> **Required work**
Convert all of the entries below into one numbered list with one line per item, omitting blank lines and leaving out the pictures.

-- -- --

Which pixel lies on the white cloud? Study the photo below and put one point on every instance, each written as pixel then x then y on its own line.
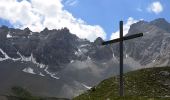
pixel 71 2
pixel 38 14
pixel 126 27
pixel 155 7
pixel 139 9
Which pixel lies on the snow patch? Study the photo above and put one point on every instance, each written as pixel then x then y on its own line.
pixel 88 58
pixel 7 57
pixel 28 70
pixel 71 61
pixel 41 74
pixel 53 75
pixel 126 55
pixel 31 59
pixel 88 87
pixel 84 45
pixel 9 36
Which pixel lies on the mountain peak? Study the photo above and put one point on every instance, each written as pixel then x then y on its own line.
pixel 161 23
pixel 98 41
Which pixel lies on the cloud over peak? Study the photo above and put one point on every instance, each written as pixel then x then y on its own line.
pixel 126 28
pixel 155 7
pixel 38 14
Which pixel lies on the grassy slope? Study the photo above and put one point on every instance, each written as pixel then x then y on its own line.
pixel 144 84
pixel 19 93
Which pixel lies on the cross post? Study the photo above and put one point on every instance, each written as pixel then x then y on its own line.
pixel 120 40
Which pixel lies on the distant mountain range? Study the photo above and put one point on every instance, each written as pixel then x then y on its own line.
pixel 59 64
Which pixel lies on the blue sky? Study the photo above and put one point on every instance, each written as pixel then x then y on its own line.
pixel 108 13
pixel 94 13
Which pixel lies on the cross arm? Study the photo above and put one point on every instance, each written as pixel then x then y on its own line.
pixel 121 39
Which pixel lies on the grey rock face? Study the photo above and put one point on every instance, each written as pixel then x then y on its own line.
pixel 66 65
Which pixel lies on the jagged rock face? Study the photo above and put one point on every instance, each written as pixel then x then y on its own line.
pixel 153 46
pixel 72 63
pixel 54 55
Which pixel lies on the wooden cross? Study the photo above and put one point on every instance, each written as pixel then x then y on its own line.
pixel 121 39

-- -- --

> **Written answer**
1. Which pixel lies on the white cloud? Study the photo below and put one point on every instance, each written as pixel then x then y on its own line.
2. pixel 71 2
3. pixel 38 14
4. pixel 126 27
5. pixel 155 7
6. pixel 139 9
7. Which pixel lies on the snow patch? Study the photo above and put one point on every instance, each written as pixel then x then y on its own line.
8. pixel 88 58
9. pixel 7 57
10. pixel 28 70
11. pixel 71 61
12. pixel 41 74
13. pixel 53 75
14. pixel 126 55
15. pixel 31 59
16. pixel 88 87
17. pixel 84 45
18. pixel 9 36
19. Which pixel lies on the mountain peak? Study the photo above and put one point on every instance, each written as pixel then x then y on its own line.
20. pixel 161 23
21. pixel 98 41
22. Which pixel lies on the cloud over peak? Study the photo above and put one point on every instance, each written as pixel then x then y on its own line.
23. pixel 126 28
24. pixel 155 7
25. pixel 38 14
26. Which pixel lies on the grassy slope? Study the photo above and put one point on every instance, each written as pixel then x then y on its own line.
27. pixel 144 84
28. pixel 19 93
29. Which pixel lies on the cross post? Study the photo above and put one point on every instance, each written as pixel then x then y on its own line.
30. pixel 120 40
31. Which pixel lies on the distant mountain range? Study the photo above and put one point on every instance, each written as pixel then x then y on its own line.
32. pixel 59 64
33. Which pixel lies on the blue sky? Study the photo above and put one point on every instance, each written as pixel then x then y on its own line.
34. pixel 108 13
35. pixel 94 13
36. Which pixel lies on the cross arm? Study the photo above and put one point on every instance, each written as pixel then x then y on its own line.
37. pixel 121 39
38. Which pixel lies on the grey rock face? Study the photo above and put one point on every instance, each written as pixel then x then y on its own line.
39. pixel 66 65
40. Which pixel lies on the jagged rock face? Study the photo above and put one point on every instance, each written as pixel then x then y on its own line.
41. pixel 153 46
42. pixel 72 63
43. pixel 54 55
44. Which pixel lies on the wooden cross? Study the photo above and put one point on every instance, each written as pixel then x then y on its own line.
45. pixel 121 39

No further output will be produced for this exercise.